DOCUMENT EXTRACT »

* START *

Lucien Rosengart (11 January 1881 in Paris, France – 27 July 1976) was a French engineer.

His early life was shaped by carriages and the advance of the automobile age. He first started working as a mechanic at the age of 12, and by age 24 he had a machine shop in Belleville and several patents to his credit. By 1914 his products included railway parts, bicycle parts, and a rocket that allowed artillery shells to be exploded while airborne. This attracted the attention of the French Government and they set him up with two factories, one in Paris and one in Saint-Brieuc - at this point he began working with Andre Citroën's company, which provided the shells. By the end of the first world war, he'd become a skilled businessman and helped both Peugeot and Citroën stave off bankruptcy. Involvement with these companies led Rosengart to think of building his own car. He was already making bicycles.

In 1927, he saw the opportunity to produce a very small car for a segment of the market in France that was not at that time being covered by any of the major players. He bought the old Bellanger factory at Neuilly.

* END *

RECORD EXTRACTS »

* START *

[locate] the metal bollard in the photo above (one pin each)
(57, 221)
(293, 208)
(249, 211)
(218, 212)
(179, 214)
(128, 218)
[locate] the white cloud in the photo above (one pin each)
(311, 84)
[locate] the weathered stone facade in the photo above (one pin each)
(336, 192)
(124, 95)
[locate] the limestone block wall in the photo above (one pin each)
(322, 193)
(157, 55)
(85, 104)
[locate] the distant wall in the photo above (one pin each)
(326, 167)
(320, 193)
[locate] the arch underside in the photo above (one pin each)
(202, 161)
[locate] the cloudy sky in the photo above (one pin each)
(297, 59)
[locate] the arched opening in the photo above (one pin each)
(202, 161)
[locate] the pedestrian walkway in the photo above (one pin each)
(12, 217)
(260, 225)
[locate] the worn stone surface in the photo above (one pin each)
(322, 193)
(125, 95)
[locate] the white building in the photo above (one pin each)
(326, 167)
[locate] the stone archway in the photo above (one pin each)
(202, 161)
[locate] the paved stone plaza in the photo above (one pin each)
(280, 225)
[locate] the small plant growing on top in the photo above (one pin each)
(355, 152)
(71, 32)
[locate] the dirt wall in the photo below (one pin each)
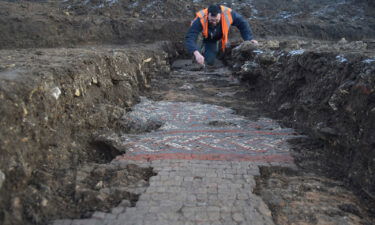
(53, 104)
(326, 90)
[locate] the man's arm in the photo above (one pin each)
(191, 40)
(192, 35)
(244, 27)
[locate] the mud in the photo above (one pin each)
(63, 109)
(303, 195)
(325, 91)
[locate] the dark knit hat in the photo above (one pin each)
(214, 9)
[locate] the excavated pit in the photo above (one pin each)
(62, 109)
(100, 118)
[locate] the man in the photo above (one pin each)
(214, 22)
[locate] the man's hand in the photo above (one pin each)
(255, 42)
(199, 57)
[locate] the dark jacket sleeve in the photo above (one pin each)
(192, 35)
(244, 26)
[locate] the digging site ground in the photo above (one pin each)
(105, 119)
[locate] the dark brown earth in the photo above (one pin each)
(56, 102)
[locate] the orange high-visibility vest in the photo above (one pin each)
(226, 22)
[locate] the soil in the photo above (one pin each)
(313, 70)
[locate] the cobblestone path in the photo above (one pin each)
(205, 157)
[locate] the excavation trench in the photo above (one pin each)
(80, 112)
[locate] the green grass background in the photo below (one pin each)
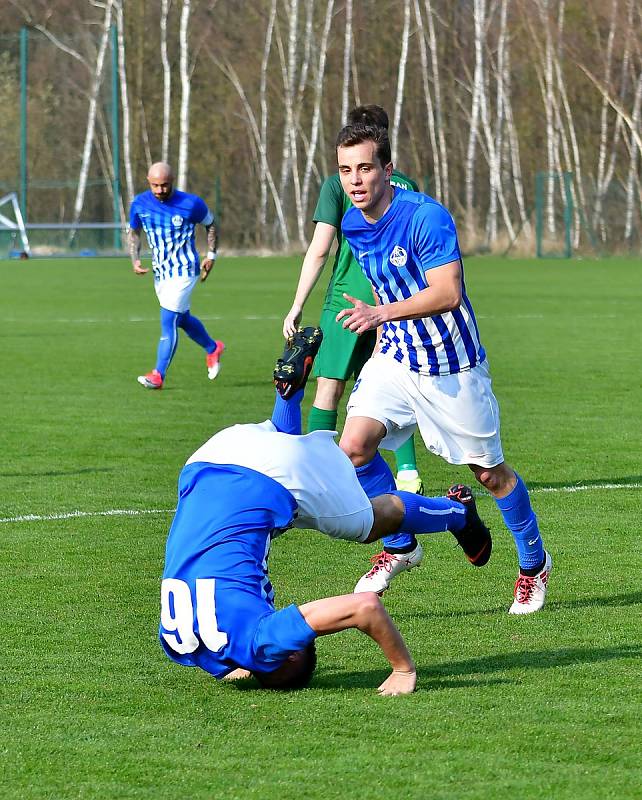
(545, 706)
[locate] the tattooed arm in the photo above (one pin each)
(212, 242)
(133, 236)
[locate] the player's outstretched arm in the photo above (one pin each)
(133, 238)
(311, 269)
(366, 612)
(443, 294)
(207, 263)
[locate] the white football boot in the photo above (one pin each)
(384, 568)
(530, 592)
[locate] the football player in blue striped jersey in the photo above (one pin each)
(430, 371)
(248, 484)
(169, 218)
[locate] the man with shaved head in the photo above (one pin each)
(169, 218)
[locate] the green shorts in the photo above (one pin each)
(342, 353)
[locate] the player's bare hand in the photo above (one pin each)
(361, 317)
(206, 268)
(292, 321)
(398, 682)
(238, 674)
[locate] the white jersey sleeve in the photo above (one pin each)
(313, 468)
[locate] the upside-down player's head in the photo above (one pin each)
(294, 673)
(161, 180)
(369, 115)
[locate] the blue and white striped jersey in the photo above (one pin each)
(169, 227)
(217, 602)
(415, 235)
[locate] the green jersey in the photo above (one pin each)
(346, 273)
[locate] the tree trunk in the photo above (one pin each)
(401, 79)
(167, 81)
(183, 141)
(91, 117)
(124, 102)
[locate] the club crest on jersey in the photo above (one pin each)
(398, 257)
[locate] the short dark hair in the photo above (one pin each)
(358, 133)
(369, 115)
(292, 673)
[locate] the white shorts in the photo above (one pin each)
(174, 293)
(313, 468)
(457, 415)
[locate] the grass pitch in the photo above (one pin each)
(544, 706)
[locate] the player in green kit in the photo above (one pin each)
(343, 354)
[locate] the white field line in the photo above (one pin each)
(246, 317)
(112, 321)
(133, 512)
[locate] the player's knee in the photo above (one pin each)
(357, 450)
(495, 479)
(368, 605)
(329, 393)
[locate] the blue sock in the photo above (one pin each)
(521, 521)
(376, 478)
(286, 415)
(168, 341)
(431, 514)
(195, 329)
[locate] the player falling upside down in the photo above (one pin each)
(169, 218)
(247, 485)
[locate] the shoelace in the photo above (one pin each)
(524, 588)
(381, 560)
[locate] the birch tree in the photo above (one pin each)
(479, 12)
(167, 81)
(263, 135)
(316, 114)
(124, 101)
(430, 111)
(401, 79)
(440, 156)
(347, 61)
(183, 140)
(91, 115)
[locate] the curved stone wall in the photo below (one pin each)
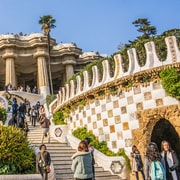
(113, 118)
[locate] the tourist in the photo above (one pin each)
(41, 111)
(43, 161)
(28, 89)
(37, 106)
(33, 116)
(153, 165)
(137, 164)
(34, 90)
(82, 163)
(91, 150)
(45, 124)
(170, 161)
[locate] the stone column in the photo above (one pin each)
(10, 57)
(43, 82)
(69, 62)
(69, 71)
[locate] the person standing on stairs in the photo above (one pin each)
(33, 115)
(43, 161)
(91, 150)
(82, 163)
(45, 124)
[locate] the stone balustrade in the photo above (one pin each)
(152, 62)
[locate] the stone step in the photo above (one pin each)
(61, 154)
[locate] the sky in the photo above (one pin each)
(94, 25)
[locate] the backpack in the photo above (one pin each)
(157, 171)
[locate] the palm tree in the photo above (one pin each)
(47, 23)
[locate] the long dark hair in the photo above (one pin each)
(152, 152)
(162, 145)
(135, 149)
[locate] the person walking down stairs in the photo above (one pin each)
(43, 161)
(45, 124)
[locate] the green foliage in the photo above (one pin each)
(144, 26)
(58, 118)
(171, 81)
(88, 68)
(82, 133)
(16, 156)
(138, 44)
(50, 98)
(3, 114)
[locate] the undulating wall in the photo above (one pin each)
(113, 118)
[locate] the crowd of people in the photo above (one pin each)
(158, 165)
(23, 112)
(21, 88)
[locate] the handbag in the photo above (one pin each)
(48, 169)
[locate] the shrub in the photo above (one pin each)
(16, 156)
(3, 114)
(58, 118)
(82, 133)
(171, 81)
(49, 99)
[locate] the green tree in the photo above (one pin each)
(48, 23)
(144, 26)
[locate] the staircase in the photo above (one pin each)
(61, 156)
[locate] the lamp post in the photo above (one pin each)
(47, 31)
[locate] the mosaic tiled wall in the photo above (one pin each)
(112, 119)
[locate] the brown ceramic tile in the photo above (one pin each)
(89, 119)
(130, 100)
(87, 106)
(94, 125)
(112, 129)
(84, 113)
(74, 124)
(107, 138)
(98, 116)
(97, 103)
(81, 122)
(115, 104)
(147, 96)
(119, 135)
(117, 119)
(159, 102)
(137, 90)
(114, 144)
(121, 95)
(105, 122)
(125, 126)
(128, 142)
(139, 106)
(103, 107)
(77, 116)
(108, 99)
(110, 113)
(100, 131)
(156, 85)
(123, 110)
(93, 111)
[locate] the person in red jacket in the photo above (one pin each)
(45, 124)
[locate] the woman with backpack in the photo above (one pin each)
(137, 164)
(170, 161)
(154, 169)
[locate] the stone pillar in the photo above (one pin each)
(43, 82)
(69, 71)
(10, 57)
(69, 62)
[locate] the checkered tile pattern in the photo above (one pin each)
(112, 119)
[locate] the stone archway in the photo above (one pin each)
(148, 119)
(164, 130)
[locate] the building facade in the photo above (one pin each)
(24, 61)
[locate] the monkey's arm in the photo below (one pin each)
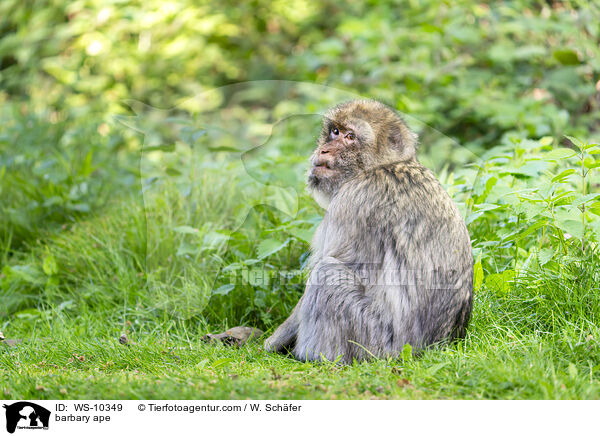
(284, 336)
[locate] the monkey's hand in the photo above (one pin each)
(284, 338)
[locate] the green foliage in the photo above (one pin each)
(219, 235)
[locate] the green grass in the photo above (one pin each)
(536, 338)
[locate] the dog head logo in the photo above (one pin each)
(26, 415)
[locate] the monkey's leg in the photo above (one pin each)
(284, 337)
(335, 315)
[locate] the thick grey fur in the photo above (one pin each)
(391, 261)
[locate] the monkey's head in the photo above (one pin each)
(356, 136)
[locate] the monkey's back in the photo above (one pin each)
(399, 230)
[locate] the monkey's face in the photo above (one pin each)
(340, 155)
(356, 136)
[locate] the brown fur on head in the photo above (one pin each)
(356, 136)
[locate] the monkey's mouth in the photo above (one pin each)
(321, 168)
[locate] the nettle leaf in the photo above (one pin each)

* END *

DIRECTIVES »
1. Please reproduce the stretch of the Lucien Rosengart passage from "His early life" through "already making bicycles.", word for word.
2. Resume the Lucien Rosengart passage right after its last sentence and carry it forward.

PER-TASK ANSWERS »
1.
His early life was shaped by carriages and the advance of the automobile age. He first started working as a mechanic at the age of 12, and by age 24 he had a machine shop in Belleville and several patents to his credit. By 1914 his products included railway parts, bicycle parts, and a rocket that allowed artillery shells to be exploded while airborne. This attracted the attention of the French Government and they set him up with two factories, one in Paris and one in Saint-Brieuc - at this point he began working with Andre Citroën's company, which provided the shells. By the end of the first world war, he'd become a skilled businessman and helped both Peugeot and Citroën stave off bankruptcy. Involvement with these companies led Rosengart to think of building his own car. He was already making bicycles.

2.
The early Rosengart cars were licensed copies of the British Austin 7. This model, the LR2, was dressed up in various ways using various styling techniques and remained in production for quite some time - surviving as the vastly facelifted LR4 and Vivor long after the British car had been consigned to history.

In the early 1930s Rosengart teamed up with the German manufacturer Adler, offering license built copies of the Adler Trumpf and Trumpf Junior, small front-drive cars that bolstered its range. It also added a conventional rear-driven car along the lines of a stretched and widened Austin. The development of front-wheel drive models led to the elegant Supertraction model in 1937 - which competed with larger cars like the Peugeot 402 and the Berliet Dauphine for the first time in Rosengart's short history.